Statistical analyses were performed using GraphPad Prism 5 software. Details of statistical analyses and results are presented in Supplementary Table S2. The normality of the data distribution was determined using the D’Agostino and Pearson omnibus normality test, followed by Student’s t-test (in the case of normal distribution) and Mann- Whitney U test (in the case of non-normal distribution). If, sample is dependent each other, paired t-test (in the case of normal distribution), and Wilcoxon signed rank test (in the case of non-normal distribution). Repeated-measures of two-way ANOVA and subsequent Bonferroni post hoc multiple comparison tests, performed only when there are significant interactions, were used for the time-varying analysis of open-field test and Laboras test. If a single value makes the data distribution as non-normal and is detected as significant outlier (*P < 0.05) under the Grubb’s test, we removed the data as outliers. One sample t-test was used for the analysis of western blot data. The statistical significance of values are indicated in the figure panels as follows: *P < 0.05, **P < 0.01, ***P < 0.001, nd, not detectable and ns, not significant.
* * * * * * * * *
* **Tasks and exercises**:
[1] List every notation that the statistics methods text says appears in the figure panels, with the meaning it gives for each.
[2] Continue the statistics methods text from its final sentence.
The entries that follow come from a different source than the statistics methods text.
* * * * * * * * *
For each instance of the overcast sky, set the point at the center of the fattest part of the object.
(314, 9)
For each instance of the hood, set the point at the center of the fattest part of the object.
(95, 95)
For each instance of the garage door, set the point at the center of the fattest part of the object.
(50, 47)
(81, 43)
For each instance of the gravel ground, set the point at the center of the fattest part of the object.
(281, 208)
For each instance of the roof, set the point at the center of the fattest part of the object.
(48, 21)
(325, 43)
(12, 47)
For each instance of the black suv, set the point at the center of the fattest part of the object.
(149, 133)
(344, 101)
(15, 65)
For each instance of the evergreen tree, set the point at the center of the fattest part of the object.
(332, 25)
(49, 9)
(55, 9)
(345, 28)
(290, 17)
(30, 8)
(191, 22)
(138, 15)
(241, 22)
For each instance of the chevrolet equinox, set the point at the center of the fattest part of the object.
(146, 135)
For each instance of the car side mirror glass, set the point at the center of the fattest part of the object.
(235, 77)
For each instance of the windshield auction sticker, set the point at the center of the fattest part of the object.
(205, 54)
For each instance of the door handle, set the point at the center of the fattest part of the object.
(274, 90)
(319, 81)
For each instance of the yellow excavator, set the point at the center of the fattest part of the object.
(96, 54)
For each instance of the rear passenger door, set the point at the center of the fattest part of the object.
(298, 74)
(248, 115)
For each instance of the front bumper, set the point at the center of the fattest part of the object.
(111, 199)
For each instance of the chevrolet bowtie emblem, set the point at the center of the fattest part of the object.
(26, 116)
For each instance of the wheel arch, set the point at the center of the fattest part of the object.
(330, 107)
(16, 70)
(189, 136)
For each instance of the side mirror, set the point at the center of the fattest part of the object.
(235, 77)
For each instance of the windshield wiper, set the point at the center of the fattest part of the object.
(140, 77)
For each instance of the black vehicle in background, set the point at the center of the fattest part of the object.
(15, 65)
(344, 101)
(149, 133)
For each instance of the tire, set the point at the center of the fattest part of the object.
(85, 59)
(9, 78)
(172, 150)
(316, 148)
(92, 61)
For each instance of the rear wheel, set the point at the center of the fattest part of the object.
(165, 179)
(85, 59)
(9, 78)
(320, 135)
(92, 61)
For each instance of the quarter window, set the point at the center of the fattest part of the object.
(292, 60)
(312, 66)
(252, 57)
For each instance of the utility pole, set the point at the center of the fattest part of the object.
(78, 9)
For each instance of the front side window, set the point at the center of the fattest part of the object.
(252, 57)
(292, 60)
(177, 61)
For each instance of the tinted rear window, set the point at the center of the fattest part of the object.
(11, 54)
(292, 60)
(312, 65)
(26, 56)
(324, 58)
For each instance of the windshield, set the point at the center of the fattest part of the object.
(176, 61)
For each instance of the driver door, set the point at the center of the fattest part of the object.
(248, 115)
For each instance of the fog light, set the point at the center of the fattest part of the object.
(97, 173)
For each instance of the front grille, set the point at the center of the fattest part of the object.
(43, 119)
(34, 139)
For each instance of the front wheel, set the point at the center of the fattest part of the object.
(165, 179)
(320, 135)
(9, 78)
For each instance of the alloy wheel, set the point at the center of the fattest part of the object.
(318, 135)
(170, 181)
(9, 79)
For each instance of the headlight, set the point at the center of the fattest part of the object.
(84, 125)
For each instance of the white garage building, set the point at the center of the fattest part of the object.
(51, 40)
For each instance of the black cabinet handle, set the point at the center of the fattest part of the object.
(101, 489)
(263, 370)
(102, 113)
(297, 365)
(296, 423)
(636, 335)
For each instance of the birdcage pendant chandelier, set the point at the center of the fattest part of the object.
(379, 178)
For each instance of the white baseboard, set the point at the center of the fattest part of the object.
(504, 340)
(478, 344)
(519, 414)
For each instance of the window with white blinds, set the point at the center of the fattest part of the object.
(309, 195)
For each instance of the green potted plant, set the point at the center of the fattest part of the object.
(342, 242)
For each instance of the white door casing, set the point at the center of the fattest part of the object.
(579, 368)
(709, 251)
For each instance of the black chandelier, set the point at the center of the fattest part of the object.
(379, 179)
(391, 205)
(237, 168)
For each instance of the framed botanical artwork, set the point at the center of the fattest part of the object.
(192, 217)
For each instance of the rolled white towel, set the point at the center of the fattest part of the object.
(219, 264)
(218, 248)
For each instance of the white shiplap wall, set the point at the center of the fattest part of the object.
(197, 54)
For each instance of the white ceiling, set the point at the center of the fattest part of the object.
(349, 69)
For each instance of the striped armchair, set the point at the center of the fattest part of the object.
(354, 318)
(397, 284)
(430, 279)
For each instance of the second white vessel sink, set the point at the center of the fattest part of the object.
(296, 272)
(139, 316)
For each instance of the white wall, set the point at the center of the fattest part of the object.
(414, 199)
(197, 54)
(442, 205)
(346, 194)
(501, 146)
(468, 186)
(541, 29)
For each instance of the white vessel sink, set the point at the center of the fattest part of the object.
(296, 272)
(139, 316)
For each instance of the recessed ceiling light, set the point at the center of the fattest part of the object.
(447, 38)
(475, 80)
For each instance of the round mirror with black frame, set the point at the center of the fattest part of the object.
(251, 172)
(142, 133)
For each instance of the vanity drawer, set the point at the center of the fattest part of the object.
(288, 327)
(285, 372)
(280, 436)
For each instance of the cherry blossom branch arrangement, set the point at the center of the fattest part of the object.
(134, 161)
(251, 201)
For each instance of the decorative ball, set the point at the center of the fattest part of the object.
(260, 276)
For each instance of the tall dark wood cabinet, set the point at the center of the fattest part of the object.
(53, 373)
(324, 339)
* * * * * * * * *
* **Task results**:
[1]
- *: P < 0.05
- **: P < 0.01
- ***: P < 0.001
- nd: not detectable
- ns: not significant

[2]
Results

Expression of Shank3 in Both Glutamatergic and GABAergic Neurons

To explore the contributions of Shank3 expression in excitatory and inhibitory neurons to synaptic functions and behaviors in mice, we first tested whether Shank3 is expressed in glutamatergic and GABAergic neurons using fluorescence in situ hybridization (FISH). Shank3 in situ signals were present in Vglut1- and Vglut2-positive glutamatergic neurons in brain regions including the medial prefrontal cortex (mPFC; Figures 1A,B), indicative of Shank3 expression in glutamatergic excitatory neurons. Shank3 signals were also present in Gad1- and Gad2-positive GABAergic neurons in brain regions including the mPFC and the dorsolateral region of the striatum (Figures 1C,D). These results suggest that Shank3 mRNA is expressed in both glutamatergic and GABAergic neurons. Shank3 mRNA signals outside of DAPI-labeled nuclei or neighboring cell body regions may represent dendritic (rather than somatic) Shank3 mRNA, as previously reported (Epstein et al., 2014).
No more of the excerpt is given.